#### Extracted text:
________________

CAMBRIDGE – With the annual inflation rate in the United States reaching 5% in May, economists and investors are right to be apprehensive about deficit spending, public debt, and the risk of sustained price growth – which is higher now than it has been for almost four decades. But it would be a mistake to respond to these concerns by pumping the brakes on the economy.
No, the government cannot borrow and spend as much as it likes without paying any costs, as some progressives would have us believe. But nor can those worried about inflation ignore the deeper problem afflicting the US: deep political polarization, accompanied by an erosion of trust in government. A rapid economic recovery, spearheaded by public policies that encourage employment and wage growth, is the best chance the US has to restore trust in government – and in democracy. The real risk stemming from inflation is that it will distract us from this fundamental issue.
To be sure, there is no silver bullet against political dysfunction. Some commentators are understandably worried that the US has already reached a point of no return. After all, a majority of Republicans cling to the false belief that Donald Trump won the 2020 election, and by some estimates, 15% of the US population are adherents of the pro-Trump QAnon conspiracy theory. These figures point to a difficult road ahead. But we should remember that people tend to trust democracy more when it delivers on its promises of stability, shared prosperity, and effective measures to fight poverty.

________________

#### Directive:
Repeat the commentary above on inflation and trust in the US government word for word, in full.

Image annotation data
________________

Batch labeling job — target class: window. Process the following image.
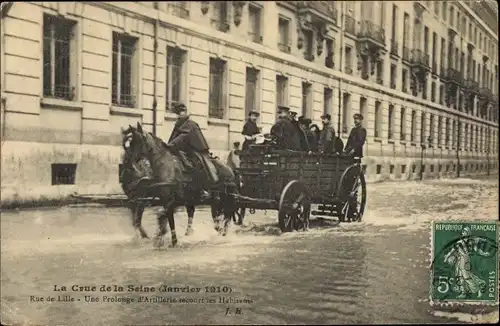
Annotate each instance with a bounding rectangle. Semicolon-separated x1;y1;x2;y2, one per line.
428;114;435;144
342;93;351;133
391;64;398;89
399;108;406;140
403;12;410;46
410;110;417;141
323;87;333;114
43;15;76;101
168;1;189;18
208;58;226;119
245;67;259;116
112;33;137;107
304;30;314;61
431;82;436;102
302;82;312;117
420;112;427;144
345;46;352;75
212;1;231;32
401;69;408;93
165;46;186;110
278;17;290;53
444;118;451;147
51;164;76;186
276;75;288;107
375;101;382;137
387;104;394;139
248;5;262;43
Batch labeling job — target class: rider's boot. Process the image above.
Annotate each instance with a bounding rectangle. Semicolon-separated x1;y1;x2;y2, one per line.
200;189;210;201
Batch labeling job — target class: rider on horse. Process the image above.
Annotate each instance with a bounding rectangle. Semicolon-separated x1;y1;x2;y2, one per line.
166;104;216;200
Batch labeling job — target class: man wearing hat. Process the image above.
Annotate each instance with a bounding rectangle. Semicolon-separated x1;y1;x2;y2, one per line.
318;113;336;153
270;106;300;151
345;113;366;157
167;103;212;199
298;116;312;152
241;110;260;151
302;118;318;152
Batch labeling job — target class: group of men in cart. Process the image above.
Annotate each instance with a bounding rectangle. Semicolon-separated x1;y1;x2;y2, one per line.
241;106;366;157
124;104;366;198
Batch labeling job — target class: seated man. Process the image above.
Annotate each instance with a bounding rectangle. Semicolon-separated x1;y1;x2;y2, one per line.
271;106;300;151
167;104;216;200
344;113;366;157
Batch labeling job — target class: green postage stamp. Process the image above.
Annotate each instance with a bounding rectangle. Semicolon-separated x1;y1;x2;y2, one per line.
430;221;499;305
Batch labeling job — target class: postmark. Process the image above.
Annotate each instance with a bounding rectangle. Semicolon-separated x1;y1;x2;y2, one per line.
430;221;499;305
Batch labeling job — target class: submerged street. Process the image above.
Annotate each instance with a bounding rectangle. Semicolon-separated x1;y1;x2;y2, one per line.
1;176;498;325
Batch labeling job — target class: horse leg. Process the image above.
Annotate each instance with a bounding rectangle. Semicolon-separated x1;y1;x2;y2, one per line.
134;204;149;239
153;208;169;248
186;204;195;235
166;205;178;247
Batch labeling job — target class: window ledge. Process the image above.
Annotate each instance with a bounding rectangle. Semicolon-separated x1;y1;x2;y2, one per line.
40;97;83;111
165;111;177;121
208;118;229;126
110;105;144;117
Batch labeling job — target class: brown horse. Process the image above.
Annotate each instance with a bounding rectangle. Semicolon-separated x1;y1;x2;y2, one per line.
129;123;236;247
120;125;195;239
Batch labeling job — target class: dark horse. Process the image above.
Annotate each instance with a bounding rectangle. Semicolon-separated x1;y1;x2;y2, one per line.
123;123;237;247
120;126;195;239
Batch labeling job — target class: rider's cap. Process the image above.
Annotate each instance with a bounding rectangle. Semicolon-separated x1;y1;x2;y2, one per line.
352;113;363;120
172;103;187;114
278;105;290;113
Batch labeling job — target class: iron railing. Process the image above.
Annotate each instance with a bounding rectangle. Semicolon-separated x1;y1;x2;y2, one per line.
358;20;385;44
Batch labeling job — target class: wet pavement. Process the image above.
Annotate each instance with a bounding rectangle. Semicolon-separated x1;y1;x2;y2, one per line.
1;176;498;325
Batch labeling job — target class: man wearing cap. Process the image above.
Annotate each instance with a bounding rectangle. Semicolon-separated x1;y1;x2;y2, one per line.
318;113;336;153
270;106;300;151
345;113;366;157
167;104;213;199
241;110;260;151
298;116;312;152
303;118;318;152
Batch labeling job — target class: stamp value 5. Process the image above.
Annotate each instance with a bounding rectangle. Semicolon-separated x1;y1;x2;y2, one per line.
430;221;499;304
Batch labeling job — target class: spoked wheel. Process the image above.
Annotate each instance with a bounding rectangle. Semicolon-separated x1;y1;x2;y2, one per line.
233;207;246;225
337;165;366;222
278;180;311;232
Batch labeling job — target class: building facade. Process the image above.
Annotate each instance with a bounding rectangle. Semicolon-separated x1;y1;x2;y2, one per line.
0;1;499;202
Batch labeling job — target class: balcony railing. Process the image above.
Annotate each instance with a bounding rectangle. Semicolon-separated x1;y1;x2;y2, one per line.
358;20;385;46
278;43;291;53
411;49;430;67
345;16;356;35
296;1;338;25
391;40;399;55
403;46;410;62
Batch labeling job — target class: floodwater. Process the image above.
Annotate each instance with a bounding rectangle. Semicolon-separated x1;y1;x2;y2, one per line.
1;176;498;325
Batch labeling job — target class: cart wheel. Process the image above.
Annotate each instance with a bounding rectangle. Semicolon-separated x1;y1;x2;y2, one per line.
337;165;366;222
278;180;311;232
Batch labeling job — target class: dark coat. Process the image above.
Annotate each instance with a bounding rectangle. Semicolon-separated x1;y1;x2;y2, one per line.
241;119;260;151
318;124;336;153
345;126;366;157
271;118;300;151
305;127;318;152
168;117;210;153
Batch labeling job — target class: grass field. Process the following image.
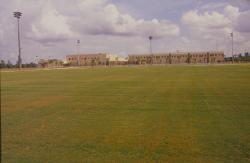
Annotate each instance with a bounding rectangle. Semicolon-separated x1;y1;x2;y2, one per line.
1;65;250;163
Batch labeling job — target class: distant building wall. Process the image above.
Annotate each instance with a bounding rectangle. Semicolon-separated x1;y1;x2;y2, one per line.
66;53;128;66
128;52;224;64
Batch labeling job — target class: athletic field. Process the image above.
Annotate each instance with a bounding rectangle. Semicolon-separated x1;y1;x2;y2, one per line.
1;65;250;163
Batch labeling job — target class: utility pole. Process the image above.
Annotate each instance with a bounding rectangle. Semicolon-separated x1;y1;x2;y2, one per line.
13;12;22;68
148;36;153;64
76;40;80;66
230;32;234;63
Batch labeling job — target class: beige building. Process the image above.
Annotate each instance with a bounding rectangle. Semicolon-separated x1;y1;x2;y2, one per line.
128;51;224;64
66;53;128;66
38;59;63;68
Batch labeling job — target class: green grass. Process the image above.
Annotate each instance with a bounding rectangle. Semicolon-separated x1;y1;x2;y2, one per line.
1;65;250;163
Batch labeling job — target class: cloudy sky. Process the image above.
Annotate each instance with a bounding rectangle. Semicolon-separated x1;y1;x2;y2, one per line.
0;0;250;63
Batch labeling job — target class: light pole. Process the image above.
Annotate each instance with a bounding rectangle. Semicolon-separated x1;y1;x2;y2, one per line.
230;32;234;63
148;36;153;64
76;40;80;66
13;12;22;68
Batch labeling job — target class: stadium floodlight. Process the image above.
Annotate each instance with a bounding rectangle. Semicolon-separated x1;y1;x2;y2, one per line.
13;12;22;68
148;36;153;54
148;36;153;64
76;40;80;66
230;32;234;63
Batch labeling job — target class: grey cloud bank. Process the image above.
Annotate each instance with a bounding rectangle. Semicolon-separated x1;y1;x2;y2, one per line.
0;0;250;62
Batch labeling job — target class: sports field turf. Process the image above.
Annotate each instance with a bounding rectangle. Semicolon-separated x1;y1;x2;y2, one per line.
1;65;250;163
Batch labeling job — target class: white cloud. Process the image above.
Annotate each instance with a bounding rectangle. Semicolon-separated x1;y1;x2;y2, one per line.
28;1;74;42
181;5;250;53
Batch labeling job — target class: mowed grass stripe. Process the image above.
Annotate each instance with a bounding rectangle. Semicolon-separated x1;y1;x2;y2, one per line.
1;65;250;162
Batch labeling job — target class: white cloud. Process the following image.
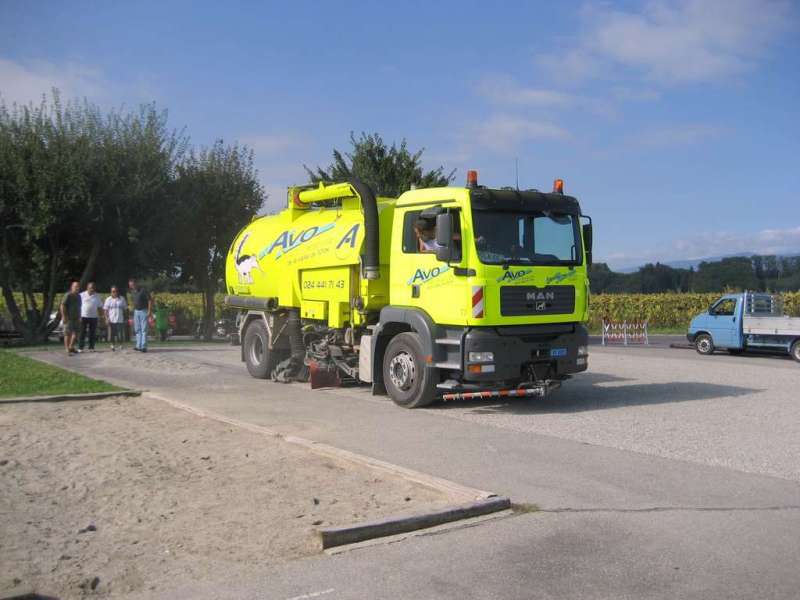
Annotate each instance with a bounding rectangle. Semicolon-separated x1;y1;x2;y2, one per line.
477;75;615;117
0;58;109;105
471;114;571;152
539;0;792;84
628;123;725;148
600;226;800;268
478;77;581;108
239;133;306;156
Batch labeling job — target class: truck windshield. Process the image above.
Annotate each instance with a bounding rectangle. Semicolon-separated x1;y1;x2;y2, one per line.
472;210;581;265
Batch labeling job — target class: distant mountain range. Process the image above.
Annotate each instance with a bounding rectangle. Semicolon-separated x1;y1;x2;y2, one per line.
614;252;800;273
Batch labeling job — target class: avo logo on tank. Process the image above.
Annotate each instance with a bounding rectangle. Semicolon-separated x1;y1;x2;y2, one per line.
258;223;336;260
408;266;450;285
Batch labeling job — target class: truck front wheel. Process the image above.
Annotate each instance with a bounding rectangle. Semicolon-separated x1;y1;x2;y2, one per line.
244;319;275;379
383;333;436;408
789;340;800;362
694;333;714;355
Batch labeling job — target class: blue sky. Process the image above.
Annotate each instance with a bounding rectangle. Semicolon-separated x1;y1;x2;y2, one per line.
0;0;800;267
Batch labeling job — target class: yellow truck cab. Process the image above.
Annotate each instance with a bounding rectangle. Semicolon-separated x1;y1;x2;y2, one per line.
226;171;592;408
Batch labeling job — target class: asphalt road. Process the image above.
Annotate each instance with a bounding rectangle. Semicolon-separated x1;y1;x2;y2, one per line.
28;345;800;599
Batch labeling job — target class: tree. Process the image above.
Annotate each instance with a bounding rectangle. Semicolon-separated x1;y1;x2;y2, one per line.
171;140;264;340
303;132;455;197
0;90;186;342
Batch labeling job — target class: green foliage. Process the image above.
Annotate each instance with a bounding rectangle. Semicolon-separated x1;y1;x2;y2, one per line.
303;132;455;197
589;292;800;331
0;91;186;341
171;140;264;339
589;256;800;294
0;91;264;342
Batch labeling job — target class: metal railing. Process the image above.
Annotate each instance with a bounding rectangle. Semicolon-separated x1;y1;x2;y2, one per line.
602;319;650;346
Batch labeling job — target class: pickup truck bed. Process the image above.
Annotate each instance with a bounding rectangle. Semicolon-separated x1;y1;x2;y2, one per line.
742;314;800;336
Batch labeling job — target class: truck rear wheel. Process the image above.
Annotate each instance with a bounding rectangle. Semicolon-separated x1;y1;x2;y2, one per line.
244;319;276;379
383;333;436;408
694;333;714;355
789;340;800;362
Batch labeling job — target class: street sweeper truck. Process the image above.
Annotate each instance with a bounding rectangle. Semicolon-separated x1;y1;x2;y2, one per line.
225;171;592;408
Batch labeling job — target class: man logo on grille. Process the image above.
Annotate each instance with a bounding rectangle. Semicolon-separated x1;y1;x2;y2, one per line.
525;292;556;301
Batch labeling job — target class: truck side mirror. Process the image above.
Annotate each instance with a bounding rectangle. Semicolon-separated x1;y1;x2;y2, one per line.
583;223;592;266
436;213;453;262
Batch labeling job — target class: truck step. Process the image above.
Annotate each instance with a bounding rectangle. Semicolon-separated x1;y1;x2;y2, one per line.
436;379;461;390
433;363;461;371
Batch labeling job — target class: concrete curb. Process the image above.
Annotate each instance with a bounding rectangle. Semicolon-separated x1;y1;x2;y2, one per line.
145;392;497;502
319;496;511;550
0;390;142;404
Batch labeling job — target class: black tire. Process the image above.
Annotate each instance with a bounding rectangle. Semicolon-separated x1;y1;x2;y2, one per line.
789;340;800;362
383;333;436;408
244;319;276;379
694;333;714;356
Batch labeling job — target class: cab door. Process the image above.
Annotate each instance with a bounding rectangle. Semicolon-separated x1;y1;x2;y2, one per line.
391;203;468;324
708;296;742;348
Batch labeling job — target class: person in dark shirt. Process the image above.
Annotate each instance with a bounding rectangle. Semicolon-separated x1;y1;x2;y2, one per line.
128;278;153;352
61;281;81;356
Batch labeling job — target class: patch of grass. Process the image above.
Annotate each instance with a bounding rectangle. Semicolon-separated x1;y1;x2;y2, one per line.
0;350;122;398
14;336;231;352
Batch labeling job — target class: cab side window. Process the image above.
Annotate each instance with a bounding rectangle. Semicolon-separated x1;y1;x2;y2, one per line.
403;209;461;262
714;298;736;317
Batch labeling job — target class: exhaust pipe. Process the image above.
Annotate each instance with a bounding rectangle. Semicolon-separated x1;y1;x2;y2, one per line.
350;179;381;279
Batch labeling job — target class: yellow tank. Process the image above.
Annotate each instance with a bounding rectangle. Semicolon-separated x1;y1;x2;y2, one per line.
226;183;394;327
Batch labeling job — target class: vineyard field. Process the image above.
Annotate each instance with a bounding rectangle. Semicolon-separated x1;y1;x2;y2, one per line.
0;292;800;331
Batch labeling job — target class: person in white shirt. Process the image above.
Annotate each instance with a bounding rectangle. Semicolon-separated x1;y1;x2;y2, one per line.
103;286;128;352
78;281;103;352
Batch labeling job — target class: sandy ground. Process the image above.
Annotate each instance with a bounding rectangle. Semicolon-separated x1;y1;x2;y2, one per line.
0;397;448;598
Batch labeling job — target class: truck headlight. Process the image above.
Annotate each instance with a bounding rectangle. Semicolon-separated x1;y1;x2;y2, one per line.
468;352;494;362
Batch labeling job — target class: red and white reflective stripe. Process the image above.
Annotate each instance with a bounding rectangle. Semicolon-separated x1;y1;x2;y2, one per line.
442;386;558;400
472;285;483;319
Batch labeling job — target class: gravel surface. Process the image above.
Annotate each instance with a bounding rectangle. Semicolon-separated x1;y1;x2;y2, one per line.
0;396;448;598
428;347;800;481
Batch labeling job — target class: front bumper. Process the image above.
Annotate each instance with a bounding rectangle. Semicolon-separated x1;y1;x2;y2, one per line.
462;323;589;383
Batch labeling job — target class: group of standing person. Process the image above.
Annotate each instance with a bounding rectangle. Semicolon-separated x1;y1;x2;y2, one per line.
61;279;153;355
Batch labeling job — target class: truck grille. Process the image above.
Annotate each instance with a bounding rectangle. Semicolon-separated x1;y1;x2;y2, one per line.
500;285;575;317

________________

#### Answer to the task:
CAMBRIDGE – With the annual inflation rate in the United States reaching 5% in May, economists and investors are right to be apprehensive about deficit spending, public debt, and the risk of sustained price growth – which is higher now than it has been for almost four decades. But it would be a mistake to respond to these concerns by pumping the brakes on the economy.
No, the government cannot borrow and spend as much as it likes without paying any costs, as some progressives would have us believe. But nor can those worried about inflation ignore the deeper problem afflicting the US: deep political polarization, accompanied by an erosion of trust in government. A rapid economic recovery, spearheaded by public policies that encourage employment and wage growth, is the best chance the US has to restore trust in government – and in democracy. The real risk stemming from inflation is that it will distract us from this fundamental issue.
To be sure, there is no silver bullet against political dysfunction. Some commentators are understandably worried that the US has already reached a point of no return. After all, a majority of Republicans cling to the false belief that Donald Trump won the 2020 election, and by some estimates, 15% of the US population are adherents of the pro-Trump QAnon conspiracy theory. These figures point to a difficult road ahead. But we should remember that people tend to trust democracy more when it delivers on its promises of stability, shared prosperity, and effective measures to fight poverty.